**TASK PROMPT**
Rewrite the entries below with every "window pane" changed to "window glass" and everything else unchanged. Leave the pictures out of your answer.

**DATA PROVIDED**

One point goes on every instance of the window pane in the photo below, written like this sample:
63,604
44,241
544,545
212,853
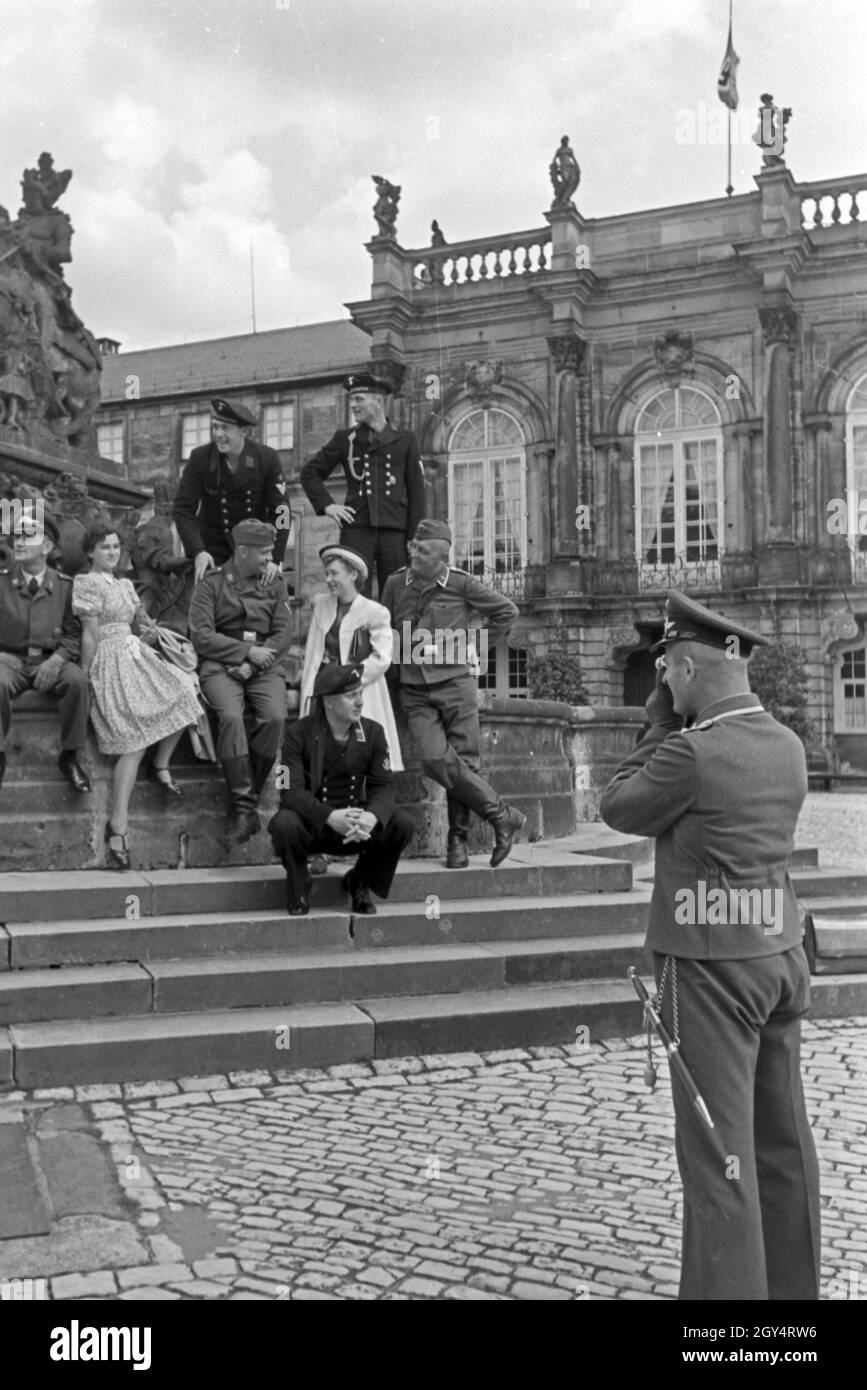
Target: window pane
110,441
195,430
468,514
278,426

**EXERCISE RESPONSE**
One point goes on every instance of the window glass in the photo below, written like this sample:
63,604
44,241
544,545
212,853
Target: window glass
110,441
195,430
468,514
278,426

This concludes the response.